## Goal of the exercise:
Look through the data and write out every line with the word "cluster" in it.

(Natural-language object grounding data)
--- --- ---
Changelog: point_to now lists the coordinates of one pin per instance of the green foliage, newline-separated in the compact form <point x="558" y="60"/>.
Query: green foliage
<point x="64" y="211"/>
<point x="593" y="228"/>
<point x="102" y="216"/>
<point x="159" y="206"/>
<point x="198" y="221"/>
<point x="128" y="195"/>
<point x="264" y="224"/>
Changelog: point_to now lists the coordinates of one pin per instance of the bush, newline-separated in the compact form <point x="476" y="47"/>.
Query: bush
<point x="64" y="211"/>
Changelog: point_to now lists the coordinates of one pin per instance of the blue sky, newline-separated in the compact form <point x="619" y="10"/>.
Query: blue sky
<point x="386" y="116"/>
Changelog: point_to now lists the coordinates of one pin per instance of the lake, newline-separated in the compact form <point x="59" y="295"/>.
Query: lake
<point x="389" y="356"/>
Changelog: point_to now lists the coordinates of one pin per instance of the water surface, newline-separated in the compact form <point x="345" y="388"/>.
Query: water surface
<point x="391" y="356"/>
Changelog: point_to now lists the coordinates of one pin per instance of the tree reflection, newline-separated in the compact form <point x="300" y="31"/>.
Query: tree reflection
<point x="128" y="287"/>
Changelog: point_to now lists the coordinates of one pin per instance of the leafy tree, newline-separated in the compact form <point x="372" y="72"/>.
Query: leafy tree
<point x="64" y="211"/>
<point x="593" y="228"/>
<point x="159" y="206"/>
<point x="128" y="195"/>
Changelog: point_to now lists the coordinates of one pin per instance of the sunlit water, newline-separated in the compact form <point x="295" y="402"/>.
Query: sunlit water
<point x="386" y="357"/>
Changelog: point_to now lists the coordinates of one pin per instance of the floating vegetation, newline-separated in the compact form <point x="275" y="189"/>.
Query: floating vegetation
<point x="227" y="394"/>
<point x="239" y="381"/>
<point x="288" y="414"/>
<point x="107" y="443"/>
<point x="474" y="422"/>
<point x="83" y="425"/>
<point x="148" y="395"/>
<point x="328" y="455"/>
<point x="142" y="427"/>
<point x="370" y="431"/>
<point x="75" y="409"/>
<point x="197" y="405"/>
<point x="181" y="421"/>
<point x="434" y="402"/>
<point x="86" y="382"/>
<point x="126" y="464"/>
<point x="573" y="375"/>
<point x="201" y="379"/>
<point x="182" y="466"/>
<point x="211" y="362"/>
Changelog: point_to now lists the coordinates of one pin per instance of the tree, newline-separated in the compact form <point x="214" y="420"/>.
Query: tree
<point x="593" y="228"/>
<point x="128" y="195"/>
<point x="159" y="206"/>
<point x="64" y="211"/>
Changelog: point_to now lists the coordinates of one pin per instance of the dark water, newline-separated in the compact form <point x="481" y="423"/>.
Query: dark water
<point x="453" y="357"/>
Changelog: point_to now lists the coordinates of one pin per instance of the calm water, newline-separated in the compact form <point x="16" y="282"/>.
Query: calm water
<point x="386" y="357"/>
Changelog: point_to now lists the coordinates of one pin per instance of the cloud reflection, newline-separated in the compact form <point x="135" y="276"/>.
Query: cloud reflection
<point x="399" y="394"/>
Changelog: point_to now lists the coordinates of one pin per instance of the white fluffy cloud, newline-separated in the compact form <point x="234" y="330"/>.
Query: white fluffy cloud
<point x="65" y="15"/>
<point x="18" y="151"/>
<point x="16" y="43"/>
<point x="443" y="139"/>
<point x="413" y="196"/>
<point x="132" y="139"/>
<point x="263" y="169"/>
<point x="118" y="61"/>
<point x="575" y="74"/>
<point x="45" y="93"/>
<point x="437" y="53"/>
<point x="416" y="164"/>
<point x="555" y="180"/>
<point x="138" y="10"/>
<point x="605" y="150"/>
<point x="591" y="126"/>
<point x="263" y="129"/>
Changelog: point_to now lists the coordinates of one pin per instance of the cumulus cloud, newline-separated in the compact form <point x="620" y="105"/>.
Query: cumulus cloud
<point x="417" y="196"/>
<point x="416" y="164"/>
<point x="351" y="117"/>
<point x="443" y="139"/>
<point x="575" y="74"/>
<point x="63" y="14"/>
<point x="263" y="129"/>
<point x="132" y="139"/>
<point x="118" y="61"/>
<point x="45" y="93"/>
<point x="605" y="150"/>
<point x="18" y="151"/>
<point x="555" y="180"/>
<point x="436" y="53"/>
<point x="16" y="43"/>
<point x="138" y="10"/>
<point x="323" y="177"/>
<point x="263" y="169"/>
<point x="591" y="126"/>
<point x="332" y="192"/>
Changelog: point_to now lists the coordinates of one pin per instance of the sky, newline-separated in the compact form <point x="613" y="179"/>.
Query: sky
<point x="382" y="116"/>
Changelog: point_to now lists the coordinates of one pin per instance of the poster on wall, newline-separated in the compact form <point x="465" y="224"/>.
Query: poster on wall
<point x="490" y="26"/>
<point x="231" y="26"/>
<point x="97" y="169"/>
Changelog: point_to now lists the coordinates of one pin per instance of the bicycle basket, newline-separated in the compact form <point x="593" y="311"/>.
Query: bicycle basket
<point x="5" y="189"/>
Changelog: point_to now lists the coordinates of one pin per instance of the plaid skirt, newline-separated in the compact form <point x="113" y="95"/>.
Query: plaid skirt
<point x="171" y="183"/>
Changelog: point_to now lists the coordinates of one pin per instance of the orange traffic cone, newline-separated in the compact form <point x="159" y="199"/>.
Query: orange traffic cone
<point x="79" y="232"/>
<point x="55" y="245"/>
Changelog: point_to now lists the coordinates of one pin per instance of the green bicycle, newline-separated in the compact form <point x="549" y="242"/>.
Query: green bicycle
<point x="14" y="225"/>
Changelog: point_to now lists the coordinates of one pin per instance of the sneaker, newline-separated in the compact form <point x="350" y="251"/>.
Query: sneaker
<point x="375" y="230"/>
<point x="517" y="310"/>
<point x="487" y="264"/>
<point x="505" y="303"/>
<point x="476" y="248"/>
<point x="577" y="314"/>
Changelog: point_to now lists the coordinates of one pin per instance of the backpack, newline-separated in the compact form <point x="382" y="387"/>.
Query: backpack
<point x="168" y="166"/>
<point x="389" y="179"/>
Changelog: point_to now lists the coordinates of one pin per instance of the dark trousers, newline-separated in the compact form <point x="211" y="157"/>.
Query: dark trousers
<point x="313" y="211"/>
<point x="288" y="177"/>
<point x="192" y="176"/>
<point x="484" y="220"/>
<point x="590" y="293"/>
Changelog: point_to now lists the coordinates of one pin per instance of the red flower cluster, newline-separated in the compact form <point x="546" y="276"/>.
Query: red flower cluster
--- --- ---
## Finished exercise:
Changelog: point_to now lists the coordinates of one pin per instance of the red flower cluster, newline-separated in the compact form <point x="546" y="276"/>.
Query: red flower cluster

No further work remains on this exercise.